Passage to read
* * * * * * *

Evidently, Trump isn’t bluffing.  He sits confidently sipping his favorite beverage ( “just for the taste of it, Diet Coke”) staring at his opponent.  He knows that his political base is standing right behind him yelling words of encouragement and even holding up signs in support.  “Go President Go.”  Meanwhile, Xi Jinping considers calling in a back masseuse while he ponders just how strong his hand might be compared to The Donald’s.

Next month the river (the final community card) presents itself.  The two leaders plan to meet in Japan.  President Trump often speaks to the great relationship that he has with Xi Jinping.  Hold your friends close and your enemies closer and your cards closest of all.  By then some economic damage will have been done as the world’s two biggest economic powers are under the gun but seem content to hold em for now.  The stock market has side bets pending galore.

The buy-in for the tournament was steep.  The pot has grown considerably steeper.  Both men and the countries that they represent are now pot committed.

Will we see more raises?  It sure looks likely as we see no fold from either in sight.

 

Oxygen, It’s What’s for Dinner.

Oxygen, as you know, is most essential to living.  So, when last Friday’s monsoon passed by and brought fresh air to Saturday morning, this BBR staff member decided more was better.  After a week of incessant buffoonery in the political arena a short but brisk run would be the(non political) ticket to even more fresh air to clear the head and pump the lungs.  But, the favored outdoor trail was still swamped.  Plan B took us to the treadmill in the gym.

Many others had the same idea.  The one we quickly took had, you guessed it, MSNBC on the monitor ten feet in front of us.  Evidently, there is no rest, nor exercise, for the weary.   And there they were, all of them.  It was five guests and the very partial host Joy Reid.  A split screen of six in total had each of them screaming about AG Barr’s refusal to appear again before Congress, a “Constitutional Crisis,” Trump’s tax returns, etc.  We couldn’t hear it, but the closed captioning told all.  There isn’t enough oxygen on a show to support six “experts.”  We wondered, how many people across the US would be watching at 9AM Central Time on a Saturday?  We wondered, did the six “experts” out number their entire audience?

After a commercial break, the panel shrunk to a mere four.  Those four discussed the merits and opportunities for the crowded field of 21 Democratic presidential nominee hopefuls.  There isn’t near enough oxygen for all in a race of 21 is there?  The four discussed how Senator and announced candidate Amy Klobuchar had performed on rival Fox News’ town hall last week.  Would you know Senator Amy if she was on a treadmill next to you?  Qunnipac polling shows Amy trailing nearly everyone except Michael Dukakis.  Oops, he’s not running is he?  We think he tanked in his race a while back.  She’s polling at 1.3%.  One point three percent.  And four panelists wondered how she did.  You need a lot of O2 to keep a 24/7 newsroom humming all day when CO2 fills the air.

* * * * * * *

Written problem 1
According to the commentary, at what percentage is Senator Amy Klobuchar polling?
Written problem 2
Render the sentence "The two leaders plan to meet in Japan." from the commentary into Spanish.
Written problem 3
Set down word for word the portion of the commentary starting with "After a commercial" and going on through "fills the air.".

* * * * * * *

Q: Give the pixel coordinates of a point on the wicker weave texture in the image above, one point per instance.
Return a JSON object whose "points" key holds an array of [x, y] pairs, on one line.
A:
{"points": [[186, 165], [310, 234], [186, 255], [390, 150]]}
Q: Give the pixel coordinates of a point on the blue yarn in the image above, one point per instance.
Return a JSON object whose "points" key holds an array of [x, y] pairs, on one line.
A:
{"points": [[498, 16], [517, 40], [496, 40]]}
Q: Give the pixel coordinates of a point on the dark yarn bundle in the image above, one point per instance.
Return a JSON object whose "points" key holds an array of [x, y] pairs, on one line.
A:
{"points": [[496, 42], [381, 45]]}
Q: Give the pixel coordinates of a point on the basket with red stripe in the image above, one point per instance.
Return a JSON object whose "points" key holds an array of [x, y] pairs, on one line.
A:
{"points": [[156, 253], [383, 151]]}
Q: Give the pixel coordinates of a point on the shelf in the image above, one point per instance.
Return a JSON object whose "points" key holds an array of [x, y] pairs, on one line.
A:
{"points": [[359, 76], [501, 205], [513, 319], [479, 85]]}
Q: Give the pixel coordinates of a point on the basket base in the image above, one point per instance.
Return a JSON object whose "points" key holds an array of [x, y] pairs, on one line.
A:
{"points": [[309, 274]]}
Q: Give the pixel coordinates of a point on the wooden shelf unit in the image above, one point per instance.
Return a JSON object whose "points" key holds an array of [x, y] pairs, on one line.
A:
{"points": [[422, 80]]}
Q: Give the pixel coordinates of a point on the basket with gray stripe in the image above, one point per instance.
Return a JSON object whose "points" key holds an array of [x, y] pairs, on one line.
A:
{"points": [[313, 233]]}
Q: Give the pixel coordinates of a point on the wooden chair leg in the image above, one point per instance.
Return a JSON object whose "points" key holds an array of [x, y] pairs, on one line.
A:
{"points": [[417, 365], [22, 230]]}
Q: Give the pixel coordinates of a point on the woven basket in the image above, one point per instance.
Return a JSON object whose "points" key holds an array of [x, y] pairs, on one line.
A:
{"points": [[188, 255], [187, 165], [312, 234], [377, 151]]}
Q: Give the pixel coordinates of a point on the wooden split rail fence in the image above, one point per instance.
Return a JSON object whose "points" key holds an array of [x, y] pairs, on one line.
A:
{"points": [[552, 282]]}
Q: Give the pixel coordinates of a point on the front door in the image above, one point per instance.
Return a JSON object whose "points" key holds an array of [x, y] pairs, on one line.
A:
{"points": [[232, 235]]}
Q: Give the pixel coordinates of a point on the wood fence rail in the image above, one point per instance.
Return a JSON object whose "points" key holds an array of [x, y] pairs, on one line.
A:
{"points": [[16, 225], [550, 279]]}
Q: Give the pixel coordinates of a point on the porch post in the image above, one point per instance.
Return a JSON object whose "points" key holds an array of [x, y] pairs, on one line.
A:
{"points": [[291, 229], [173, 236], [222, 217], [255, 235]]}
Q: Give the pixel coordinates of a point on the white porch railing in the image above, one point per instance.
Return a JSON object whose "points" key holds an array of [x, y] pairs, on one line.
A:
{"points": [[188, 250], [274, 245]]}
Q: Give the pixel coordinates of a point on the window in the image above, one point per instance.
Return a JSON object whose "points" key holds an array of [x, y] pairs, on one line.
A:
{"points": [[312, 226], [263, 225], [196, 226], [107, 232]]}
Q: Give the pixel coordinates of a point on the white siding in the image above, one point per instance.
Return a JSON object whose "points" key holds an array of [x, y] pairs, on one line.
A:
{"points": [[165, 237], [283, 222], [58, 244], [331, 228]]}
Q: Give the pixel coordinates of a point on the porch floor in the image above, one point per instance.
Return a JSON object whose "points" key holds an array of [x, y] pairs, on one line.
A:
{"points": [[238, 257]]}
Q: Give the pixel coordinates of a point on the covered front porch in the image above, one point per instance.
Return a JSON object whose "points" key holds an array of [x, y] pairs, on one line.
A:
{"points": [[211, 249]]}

* * * * * * *

Full response 1
1.3%

Full response 2
Los dos líderes planean reunirse en Japón.

Full response 3
After a commercial break, the panel shrunk to a mere four.  Those four discussed the merits and opportunities for the crowded field of 21 Democratic presidential nominee hopefuls.  There isn’t near enough oxygen for all in a race of 21 is there?  The four discussed how Senator and announced candidate Amy Klobuchar had performed on rival Fox News’ town hall last week.  Would you know Senator Amy if she was on a treadmill next to you?  Qunnipac polling shows Amy trailing nearly everyone except Michael Dukakis.  Oops, he’s not running is he?  We think he tanked in his race a while back.  She’s polling at 1.3%.  One point three percent.  And four panelists wondered how she did.  You need a lot of O2 to keep a 24/7 newsroom humming all day when CO2 fills the air.